YOUR TASK: Start at the line in the entries below that contains "Give the mask of every instance of the <item>anvil face</item>", stop at the line that contains "subject: car door", and output exactly the lines in that span, both ends included.

RECORDS FOR PROCESSING:

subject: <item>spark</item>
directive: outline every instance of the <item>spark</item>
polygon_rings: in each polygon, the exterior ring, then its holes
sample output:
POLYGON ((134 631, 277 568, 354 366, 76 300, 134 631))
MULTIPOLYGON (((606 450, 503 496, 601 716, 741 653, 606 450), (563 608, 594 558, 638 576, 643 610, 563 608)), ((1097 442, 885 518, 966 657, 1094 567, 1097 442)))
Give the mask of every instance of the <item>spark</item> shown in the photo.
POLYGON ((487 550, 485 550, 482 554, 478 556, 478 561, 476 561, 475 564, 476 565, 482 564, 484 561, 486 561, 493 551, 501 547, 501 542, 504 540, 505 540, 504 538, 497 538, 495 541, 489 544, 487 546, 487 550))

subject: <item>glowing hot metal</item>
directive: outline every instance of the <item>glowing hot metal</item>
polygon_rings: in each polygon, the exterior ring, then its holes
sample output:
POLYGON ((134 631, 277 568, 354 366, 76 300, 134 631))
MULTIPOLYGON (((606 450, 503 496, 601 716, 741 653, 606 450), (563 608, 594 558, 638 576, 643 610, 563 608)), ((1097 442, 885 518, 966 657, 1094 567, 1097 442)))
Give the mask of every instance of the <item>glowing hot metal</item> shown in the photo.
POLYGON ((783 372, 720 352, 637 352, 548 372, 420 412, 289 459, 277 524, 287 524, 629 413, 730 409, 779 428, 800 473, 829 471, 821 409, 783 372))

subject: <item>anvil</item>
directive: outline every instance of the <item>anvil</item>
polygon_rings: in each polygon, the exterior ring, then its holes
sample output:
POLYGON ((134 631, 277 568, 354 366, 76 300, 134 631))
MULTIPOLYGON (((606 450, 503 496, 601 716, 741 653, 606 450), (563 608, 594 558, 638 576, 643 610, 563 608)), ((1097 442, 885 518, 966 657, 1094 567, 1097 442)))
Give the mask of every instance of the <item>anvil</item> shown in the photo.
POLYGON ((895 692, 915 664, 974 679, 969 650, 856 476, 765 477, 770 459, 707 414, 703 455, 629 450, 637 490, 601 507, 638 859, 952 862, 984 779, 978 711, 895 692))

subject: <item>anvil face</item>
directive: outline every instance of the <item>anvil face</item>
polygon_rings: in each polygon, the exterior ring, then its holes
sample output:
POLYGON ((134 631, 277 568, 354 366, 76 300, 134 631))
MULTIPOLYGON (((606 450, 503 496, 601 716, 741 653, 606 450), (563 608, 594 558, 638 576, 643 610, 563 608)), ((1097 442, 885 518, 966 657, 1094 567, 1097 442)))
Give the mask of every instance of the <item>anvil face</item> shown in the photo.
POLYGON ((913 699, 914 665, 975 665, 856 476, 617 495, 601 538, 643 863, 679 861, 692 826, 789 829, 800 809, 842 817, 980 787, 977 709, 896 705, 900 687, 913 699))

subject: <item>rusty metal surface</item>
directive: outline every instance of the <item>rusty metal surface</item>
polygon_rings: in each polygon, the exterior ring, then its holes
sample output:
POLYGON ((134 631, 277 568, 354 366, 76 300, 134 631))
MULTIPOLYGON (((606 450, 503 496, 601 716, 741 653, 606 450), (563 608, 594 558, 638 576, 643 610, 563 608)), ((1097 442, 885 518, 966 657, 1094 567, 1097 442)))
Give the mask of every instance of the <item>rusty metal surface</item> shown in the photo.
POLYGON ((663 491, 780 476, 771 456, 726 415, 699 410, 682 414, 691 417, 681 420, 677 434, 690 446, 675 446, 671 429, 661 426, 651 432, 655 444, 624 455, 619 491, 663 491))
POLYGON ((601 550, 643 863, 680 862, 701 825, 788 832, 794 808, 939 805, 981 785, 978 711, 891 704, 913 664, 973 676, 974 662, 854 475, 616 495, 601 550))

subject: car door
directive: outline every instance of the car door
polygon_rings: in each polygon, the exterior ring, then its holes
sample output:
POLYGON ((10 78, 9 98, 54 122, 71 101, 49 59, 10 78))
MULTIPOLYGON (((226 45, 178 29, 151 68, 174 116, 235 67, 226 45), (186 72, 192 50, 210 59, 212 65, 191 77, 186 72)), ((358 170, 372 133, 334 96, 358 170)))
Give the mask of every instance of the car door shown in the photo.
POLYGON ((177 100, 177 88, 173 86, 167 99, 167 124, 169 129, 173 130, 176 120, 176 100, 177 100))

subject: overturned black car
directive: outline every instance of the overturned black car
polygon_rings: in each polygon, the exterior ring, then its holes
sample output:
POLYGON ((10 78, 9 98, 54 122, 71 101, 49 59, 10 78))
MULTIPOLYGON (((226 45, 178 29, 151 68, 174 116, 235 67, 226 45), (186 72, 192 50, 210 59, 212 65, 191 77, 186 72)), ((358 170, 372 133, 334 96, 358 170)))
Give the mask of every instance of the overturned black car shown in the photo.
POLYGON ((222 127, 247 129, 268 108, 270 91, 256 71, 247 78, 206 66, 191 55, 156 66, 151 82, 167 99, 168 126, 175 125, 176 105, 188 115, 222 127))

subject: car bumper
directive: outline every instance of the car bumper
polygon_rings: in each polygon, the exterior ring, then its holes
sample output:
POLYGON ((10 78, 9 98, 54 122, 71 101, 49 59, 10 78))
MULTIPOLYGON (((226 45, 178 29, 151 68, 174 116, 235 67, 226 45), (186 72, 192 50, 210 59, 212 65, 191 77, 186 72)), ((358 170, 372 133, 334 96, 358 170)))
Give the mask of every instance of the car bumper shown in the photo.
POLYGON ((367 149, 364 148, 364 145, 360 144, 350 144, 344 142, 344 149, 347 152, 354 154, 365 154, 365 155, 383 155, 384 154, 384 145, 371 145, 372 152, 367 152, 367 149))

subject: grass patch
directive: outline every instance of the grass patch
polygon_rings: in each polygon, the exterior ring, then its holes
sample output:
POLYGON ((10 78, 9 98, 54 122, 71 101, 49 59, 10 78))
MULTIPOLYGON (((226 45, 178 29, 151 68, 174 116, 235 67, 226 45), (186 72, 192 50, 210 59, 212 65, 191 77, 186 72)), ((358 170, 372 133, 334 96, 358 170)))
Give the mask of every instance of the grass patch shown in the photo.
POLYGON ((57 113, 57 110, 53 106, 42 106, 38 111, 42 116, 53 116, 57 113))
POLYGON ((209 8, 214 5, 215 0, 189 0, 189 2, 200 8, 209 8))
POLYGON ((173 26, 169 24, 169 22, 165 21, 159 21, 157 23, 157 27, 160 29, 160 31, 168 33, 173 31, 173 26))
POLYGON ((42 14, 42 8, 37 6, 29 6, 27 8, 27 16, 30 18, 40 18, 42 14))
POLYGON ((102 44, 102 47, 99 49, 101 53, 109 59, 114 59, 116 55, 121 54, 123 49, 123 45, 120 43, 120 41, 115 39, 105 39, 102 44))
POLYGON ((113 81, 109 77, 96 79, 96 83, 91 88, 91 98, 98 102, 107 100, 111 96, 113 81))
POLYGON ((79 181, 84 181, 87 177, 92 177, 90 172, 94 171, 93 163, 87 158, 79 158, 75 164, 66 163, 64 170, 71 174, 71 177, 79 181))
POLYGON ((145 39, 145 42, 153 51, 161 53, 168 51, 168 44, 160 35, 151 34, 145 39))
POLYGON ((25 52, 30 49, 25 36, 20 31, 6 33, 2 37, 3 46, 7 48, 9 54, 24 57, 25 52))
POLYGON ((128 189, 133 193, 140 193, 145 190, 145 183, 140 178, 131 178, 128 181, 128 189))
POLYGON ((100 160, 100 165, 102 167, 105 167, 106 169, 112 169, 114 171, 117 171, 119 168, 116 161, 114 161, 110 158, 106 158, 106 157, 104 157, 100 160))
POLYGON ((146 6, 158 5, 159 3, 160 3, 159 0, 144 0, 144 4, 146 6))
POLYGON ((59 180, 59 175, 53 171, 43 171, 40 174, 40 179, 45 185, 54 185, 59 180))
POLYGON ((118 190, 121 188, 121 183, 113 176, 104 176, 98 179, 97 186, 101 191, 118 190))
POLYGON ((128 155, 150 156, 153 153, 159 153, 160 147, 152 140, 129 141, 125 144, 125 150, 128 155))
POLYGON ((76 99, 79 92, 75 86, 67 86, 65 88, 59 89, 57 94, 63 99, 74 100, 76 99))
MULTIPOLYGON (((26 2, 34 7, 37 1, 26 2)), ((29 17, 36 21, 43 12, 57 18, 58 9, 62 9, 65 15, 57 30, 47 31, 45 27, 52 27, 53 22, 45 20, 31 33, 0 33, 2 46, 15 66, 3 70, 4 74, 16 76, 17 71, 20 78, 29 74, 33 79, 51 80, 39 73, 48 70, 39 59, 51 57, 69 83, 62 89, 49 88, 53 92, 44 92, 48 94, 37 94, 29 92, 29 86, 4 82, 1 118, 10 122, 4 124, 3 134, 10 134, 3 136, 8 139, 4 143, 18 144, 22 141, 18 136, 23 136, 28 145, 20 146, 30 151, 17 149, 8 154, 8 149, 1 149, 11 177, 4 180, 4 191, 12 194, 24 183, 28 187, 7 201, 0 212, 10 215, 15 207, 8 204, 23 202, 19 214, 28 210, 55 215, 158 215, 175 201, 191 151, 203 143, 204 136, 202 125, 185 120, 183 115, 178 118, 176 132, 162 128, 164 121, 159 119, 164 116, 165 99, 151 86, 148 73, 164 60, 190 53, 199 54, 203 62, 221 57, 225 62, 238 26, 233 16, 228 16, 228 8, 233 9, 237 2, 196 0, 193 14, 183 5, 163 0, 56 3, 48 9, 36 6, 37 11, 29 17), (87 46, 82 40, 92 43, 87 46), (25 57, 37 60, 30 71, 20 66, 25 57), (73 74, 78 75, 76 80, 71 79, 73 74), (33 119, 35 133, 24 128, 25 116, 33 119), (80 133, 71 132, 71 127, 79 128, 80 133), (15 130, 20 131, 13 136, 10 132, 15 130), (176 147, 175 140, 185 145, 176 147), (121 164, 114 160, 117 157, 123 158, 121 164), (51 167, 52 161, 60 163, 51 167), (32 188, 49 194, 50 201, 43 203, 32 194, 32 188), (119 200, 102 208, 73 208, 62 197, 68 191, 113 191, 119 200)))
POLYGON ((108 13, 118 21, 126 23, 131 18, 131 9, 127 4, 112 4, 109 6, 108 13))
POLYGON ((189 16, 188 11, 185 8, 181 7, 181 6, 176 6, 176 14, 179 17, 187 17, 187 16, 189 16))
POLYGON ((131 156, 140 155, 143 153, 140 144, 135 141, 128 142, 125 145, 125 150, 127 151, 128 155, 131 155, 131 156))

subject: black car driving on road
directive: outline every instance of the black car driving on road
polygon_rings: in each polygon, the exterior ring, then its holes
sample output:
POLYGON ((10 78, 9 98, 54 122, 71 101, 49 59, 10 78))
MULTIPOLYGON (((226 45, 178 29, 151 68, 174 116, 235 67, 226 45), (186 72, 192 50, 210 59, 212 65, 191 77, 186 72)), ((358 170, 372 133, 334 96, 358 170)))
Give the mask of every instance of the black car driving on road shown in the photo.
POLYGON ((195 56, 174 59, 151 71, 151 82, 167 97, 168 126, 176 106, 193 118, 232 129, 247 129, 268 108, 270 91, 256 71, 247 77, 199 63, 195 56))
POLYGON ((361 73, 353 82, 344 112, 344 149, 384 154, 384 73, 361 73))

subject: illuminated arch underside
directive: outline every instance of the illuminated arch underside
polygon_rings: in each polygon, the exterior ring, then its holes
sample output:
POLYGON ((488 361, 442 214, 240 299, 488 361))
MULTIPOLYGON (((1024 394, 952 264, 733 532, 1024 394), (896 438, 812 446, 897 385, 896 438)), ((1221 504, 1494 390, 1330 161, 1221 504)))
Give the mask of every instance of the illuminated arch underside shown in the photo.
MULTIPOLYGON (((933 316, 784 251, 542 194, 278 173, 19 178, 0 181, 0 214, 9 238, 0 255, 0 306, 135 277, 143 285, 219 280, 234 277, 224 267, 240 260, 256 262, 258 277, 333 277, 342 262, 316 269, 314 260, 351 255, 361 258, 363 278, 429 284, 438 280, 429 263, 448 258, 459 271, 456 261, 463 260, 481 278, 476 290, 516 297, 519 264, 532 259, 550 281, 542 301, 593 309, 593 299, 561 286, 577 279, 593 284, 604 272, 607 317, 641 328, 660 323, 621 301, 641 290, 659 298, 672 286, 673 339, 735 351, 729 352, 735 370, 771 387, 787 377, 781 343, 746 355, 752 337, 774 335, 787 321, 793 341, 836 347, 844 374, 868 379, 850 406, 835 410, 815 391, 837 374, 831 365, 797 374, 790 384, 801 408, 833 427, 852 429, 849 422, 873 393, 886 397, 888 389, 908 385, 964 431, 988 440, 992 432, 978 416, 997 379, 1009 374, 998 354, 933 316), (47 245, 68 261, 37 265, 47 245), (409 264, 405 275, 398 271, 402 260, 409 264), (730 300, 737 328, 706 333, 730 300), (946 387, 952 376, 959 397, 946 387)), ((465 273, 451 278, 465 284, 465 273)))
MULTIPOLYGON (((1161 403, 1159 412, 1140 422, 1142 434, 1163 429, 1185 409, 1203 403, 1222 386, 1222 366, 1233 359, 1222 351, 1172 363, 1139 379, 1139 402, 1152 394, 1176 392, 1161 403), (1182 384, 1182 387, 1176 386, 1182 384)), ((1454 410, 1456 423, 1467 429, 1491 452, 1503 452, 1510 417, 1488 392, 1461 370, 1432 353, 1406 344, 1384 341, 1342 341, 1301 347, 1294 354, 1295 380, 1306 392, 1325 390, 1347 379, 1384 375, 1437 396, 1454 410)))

OUTPUT OF THE TASK:
Give the mask of every instance of the <item>anvil face</item> shown in the photo.
POLYGON ((913 699, 914 665, 975 665, 856 476, 617 495, 601 538, 643 863, 679 861, 692 826, 789 829, 800 809, 842 817, 980 787, 977 709, 896 705, 900 687, 913 699))

subject: <item>rusty metal surface</item>
directive: outline every instance of the <item>rusty metal surface</item>
polygon_rings: in each polygon, the exterior ring, then its holes
sample output:
POLYGON ((134 631, 277 568, 354 366, 76 300, 134 631))
MULTIPOLYGON (((606 450, 503 496, 601 716, 741 653, 606 450), (563 608, 594 558, 638 576, 643 610, 563 608)), ((1097 442, 885 518, 966 657, 1094 567, 1097 442)))
Give the mask of every instance of the <item>rusty metal surface</item> shown in the photo.
POLYGON ((663 491, 780 476, 771 456, 726 415, 699 410, 682 414, 691 417, 681 420, 677 434, 690 446, 675 446, 671 429, 661 426, 651 432, 655 444, 624 455, 619 491, 663 491))
POLYGON ((601 550, 643 863, 680 862, 701 825, 788 832, 794 808, 939 805, 981 785, 978 711, 891 704, 913 664, 973 676, 974 662, 854 475, 616 495, 601 550))

subject: car door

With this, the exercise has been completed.